───── DATA TO USE

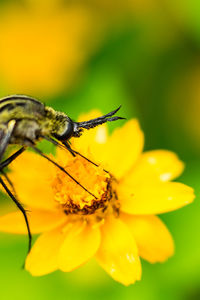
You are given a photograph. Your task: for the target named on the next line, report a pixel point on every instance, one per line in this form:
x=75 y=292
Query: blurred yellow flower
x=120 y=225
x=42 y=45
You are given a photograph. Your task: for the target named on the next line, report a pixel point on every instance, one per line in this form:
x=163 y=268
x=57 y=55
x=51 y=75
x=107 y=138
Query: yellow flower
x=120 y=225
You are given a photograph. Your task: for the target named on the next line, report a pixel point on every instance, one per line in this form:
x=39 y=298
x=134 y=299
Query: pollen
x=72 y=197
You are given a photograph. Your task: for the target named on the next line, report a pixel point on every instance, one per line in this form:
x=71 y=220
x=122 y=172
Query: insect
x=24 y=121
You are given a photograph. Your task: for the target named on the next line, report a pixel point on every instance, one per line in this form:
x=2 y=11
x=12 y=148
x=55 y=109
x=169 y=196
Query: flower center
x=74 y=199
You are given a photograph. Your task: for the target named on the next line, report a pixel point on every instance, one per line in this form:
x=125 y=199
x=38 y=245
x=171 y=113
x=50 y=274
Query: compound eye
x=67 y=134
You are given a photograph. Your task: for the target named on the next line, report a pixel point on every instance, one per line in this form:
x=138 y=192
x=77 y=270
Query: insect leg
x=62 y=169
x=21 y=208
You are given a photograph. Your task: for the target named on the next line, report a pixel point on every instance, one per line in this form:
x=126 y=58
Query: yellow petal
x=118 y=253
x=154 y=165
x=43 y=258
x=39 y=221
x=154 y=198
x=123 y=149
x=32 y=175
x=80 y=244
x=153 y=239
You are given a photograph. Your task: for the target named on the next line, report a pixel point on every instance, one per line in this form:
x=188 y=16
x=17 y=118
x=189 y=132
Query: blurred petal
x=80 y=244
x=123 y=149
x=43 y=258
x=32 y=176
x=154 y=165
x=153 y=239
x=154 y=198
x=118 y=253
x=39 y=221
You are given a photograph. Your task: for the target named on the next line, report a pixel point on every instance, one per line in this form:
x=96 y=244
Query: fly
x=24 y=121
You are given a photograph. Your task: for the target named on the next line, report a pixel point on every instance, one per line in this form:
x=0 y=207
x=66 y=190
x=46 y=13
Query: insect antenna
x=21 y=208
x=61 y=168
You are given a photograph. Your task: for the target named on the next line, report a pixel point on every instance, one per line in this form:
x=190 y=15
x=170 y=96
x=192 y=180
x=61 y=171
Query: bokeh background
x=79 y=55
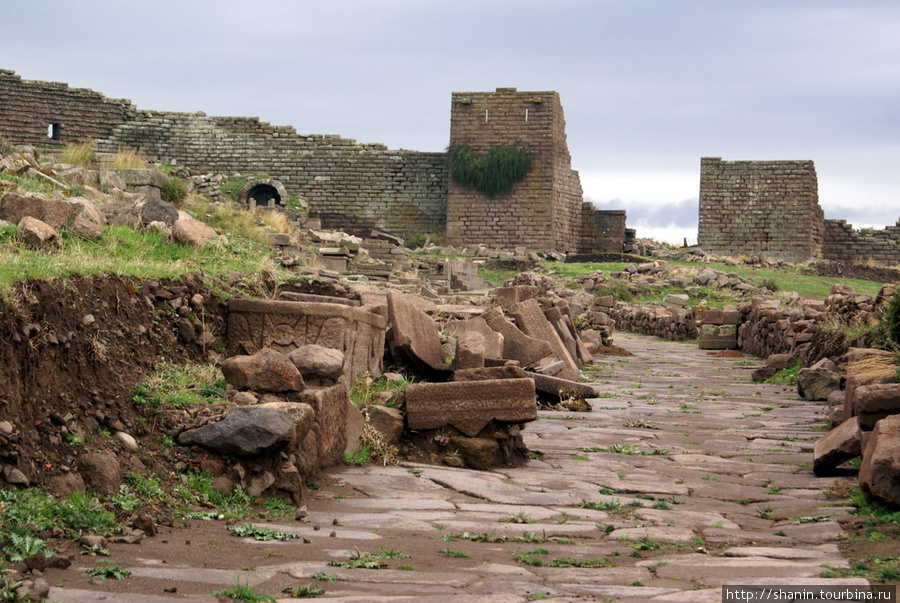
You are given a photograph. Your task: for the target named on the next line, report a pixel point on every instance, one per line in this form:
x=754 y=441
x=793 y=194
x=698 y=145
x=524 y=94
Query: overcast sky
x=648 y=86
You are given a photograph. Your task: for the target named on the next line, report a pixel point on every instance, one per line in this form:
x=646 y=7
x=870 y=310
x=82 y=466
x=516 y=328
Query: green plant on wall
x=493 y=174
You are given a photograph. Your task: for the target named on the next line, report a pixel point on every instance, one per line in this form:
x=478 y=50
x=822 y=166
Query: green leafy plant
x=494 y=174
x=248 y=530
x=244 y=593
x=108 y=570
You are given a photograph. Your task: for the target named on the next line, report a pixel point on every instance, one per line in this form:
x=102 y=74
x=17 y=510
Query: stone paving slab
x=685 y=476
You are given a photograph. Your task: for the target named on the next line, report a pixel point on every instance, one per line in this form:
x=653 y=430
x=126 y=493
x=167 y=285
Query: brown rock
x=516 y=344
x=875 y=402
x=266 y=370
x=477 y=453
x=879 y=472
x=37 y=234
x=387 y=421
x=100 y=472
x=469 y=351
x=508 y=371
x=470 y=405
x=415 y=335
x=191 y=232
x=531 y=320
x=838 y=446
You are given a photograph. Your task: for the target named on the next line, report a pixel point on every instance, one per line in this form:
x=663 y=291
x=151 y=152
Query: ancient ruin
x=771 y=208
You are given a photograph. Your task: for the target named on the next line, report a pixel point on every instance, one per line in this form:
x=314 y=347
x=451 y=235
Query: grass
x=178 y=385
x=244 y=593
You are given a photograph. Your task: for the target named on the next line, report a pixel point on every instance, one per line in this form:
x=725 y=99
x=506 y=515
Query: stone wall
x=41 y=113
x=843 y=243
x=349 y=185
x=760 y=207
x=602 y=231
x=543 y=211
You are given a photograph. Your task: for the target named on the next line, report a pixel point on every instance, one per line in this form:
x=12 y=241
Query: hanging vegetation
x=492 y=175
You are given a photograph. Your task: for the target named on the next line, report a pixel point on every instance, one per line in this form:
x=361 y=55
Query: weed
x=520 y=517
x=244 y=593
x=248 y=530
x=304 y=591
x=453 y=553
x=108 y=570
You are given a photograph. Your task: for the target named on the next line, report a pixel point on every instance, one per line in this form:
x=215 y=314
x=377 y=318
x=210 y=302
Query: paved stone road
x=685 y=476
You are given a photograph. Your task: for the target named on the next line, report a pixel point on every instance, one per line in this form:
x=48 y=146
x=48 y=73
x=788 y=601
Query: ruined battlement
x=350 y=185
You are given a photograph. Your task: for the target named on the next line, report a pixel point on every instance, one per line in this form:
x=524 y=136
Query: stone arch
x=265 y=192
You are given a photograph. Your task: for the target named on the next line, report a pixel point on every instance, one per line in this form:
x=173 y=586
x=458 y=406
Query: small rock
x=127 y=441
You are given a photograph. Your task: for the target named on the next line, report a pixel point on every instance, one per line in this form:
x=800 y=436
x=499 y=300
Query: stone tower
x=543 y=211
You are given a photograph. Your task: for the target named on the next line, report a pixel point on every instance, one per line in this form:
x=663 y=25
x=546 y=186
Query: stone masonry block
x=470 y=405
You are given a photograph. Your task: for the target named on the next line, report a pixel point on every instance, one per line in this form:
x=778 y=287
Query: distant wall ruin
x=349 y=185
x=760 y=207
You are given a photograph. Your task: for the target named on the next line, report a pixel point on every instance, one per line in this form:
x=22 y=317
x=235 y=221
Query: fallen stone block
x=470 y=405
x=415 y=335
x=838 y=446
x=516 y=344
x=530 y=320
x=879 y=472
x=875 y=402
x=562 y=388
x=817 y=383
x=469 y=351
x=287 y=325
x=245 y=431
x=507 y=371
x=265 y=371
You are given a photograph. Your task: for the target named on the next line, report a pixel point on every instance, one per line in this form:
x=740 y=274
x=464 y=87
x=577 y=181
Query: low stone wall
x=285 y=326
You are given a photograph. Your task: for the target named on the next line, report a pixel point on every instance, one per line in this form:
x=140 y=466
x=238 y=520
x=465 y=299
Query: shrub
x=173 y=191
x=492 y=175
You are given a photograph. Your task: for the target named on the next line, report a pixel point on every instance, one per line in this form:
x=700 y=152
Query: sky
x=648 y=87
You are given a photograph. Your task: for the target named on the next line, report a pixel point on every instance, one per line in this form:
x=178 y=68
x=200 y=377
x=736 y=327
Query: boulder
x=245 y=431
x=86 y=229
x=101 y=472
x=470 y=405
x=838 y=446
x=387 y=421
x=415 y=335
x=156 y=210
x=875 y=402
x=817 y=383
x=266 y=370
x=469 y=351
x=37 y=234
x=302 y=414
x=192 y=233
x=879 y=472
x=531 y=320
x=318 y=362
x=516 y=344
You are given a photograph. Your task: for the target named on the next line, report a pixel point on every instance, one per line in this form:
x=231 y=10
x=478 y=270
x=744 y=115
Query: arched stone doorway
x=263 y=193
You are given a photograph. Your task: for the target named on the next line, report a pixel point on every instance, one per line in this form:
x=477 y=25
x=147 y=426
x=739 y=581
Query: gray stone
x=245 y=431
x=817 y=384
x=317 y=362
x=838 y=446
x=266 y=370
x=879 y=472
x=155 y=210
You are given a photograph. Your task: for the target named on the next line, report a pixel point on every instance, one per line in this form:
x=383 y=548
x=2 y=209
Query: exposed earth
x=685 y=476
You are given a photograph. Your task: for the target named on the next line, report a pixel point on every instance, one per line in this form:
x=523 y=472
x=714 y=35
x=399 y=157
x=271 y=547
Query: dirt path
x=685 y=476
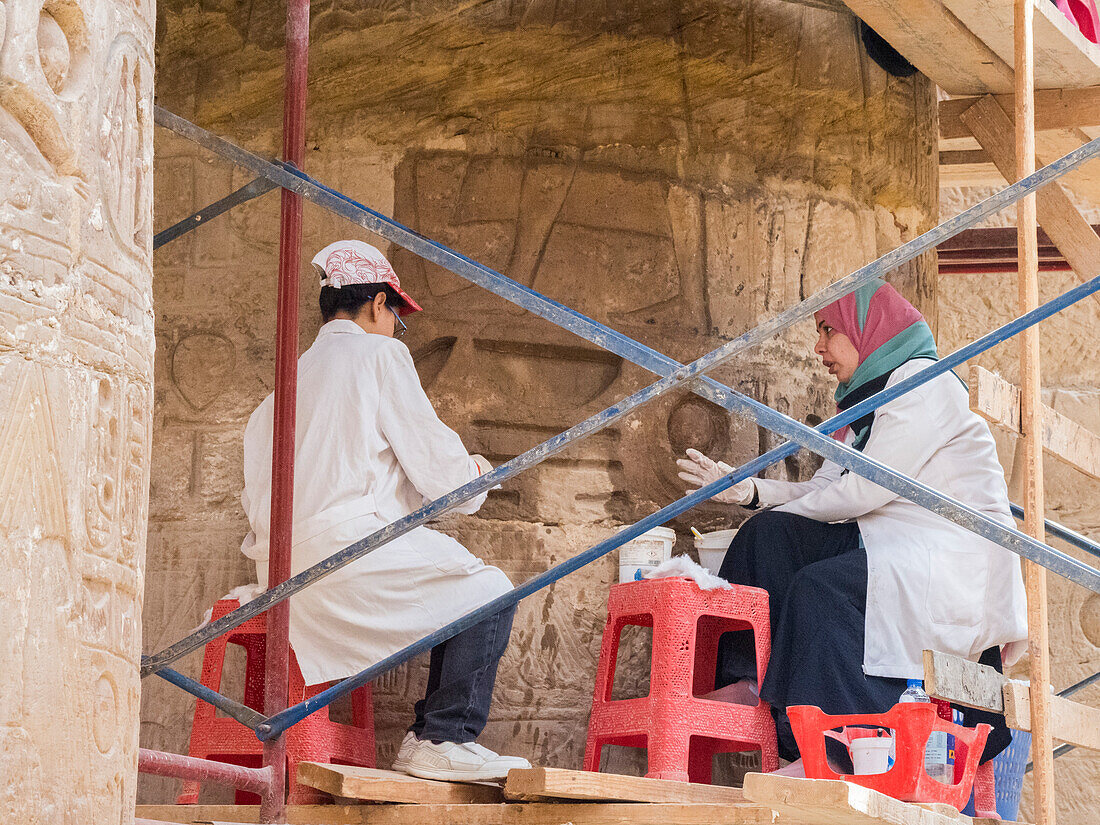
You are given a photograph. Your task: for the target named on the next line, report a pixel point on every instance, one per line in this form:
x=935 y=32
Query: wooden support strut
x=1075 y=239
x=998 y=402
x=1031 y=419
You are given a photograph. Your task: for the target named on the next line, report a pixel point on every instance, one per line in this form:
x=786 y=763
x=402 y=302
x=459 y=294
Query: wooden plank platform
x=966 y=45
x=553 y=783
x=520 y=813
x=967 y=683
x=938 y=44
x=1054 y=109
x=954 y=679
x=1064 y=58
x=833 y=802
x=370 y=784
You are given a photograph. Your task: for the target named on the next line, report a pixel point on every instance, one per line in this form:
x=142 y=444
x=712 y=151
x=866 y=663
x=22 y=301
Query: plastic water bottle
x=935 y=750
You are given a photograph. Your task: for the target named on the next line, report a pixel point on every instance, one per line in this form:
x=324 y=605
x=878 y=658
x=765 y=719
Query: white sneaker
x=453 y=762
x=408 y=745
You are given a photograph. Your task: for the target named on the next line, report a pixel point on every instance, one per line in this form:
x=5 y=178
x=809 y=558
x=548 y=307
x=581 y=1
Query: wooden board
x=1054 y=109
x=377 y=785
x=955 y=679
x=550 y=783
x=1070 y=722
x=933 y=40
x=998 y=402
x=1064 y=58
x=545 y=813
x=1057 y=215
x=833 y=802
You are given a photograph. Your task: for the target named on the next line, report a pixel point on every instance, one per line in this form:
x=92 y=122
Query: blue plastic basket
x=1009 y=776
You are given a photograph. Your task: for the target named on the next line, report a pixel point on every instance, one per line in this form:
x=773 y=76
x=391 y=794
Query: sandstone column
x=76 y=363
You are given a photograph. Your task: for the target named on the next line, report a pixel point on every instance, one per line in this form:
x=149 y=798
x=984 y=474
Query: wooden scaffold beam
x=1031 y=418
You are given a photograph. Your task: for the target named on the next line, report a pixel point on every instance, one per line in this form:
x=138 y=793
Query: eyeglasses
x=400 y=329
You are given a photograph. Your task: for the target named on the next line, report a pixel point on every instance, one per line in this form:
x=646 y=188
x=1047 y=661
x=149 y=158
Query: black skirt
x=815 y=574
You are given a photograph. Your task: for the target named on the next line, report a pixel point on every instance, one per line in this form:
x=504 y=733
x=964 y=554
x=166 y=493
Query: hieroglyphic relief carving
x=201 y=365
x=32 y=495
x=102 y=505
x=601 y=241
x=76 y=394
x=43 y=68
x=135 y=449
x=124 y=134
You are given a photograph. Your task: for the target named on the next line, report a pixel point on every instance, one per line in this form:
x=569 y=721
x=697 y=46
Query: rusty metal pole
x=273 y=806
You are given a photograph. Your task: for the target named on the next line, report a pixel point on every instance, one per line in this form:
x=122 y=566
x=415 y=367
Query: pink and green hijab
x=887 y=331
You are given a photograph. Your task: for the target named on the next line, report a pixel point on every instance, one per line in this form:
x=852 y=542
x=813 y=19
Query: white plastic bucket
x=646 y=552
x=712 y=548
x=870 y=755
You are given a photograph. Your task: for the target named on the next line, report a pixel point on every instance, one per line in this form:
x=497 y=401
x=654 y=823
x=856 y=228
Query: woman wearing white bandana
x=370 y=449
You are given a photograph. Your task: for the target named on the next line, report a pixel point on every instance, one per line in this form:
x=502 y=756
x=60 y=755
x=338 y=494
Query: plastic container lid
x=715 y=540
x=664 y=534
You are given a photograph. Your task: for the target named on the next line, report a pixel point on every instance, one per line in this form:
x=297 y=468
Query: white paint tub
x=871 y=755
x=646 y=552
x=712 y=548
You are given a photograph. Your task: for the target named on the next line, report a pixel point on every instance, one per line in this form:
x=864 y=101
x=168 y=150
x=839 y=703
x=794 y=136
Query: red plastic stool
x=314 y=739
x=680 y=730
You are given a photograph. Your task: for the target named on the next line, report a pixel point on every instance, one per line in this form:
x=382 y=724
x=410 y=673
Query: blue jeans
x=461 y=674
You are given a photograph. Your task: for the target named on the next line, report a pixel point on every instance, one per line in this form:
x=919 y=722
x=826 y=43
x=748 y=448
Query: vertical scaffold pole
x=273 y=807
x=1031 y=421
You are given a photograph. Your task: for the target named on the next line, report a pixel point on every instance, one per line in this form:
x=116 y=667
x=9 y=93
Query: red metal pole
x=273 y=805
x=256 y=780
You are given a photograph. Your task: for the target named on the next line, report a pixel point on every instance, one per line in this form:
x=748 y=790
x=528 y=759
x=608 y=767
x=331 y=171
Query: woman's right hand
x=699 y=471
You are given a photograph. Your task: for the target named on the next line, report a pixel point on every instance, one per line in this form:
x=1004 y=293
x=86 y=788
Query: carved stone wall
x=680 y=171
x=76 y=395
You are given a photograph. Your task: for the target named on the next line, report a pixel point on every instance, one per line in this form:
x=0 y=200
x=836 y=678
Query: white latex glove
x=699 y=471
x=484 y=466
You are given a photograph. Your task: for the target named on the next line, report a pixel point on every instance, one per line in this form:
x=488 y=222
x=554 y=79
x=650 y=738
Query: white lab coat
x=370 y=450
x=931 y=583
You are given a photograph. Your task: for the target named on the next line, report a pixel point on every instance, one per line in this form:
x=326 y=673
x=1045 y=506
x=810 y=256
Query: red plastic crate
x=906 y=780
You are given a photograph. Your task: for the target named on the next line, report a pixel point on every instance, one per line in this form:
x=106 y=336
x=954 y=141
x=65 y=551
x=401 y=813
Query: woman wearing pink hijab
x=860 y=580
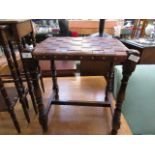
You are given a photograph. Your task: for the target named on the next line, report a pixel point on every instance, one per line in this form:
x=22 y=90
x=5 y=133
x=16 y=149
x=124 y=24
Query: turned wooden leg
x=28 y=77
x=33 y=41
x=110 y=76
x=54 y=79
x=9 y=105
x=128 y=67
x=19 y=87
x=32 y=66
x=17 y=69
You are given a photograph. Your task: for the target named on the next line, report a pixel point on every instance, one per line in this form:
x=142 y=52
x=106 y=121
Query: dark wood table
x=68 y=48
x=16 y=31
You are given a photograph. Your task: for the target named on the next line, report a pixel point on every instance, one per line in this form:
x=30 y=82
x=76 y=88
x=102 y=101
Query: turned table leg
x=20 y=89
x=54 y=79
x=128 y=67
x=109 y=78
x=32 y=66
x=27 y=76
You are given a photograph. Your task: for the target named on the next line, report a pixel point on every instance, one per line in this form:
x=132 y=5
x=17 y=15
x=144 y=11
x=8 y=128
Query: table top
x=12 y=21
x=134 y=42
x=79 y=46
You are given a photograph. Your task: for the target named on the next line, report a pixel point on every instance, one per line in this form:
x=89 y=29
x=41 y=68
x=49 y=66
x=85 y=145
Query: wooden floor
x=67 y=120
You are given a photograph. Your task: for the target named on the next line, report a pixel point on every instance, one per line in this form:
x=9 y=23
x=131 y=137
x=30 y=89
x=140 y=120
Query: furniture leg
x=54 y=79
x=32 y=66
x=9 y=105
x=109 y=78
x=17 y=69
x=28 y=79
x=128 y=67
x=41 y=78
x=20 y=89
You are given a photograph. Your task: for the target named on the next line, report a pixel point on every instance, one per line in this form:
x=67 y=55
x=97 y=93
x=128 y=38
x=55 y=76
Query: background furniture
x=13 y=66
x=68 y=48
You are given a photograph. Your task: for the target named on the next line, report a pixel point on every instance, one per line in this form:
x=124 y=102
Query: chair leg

──────────

YOUR OBJECTIVE - Locate every line in the records above that contains the string "background", treating uppercase and lowercase as different, and copy each of those lines in full.

SOLUTION TO THIS PROBLEM -
Query: bokeh background
Query: background furniture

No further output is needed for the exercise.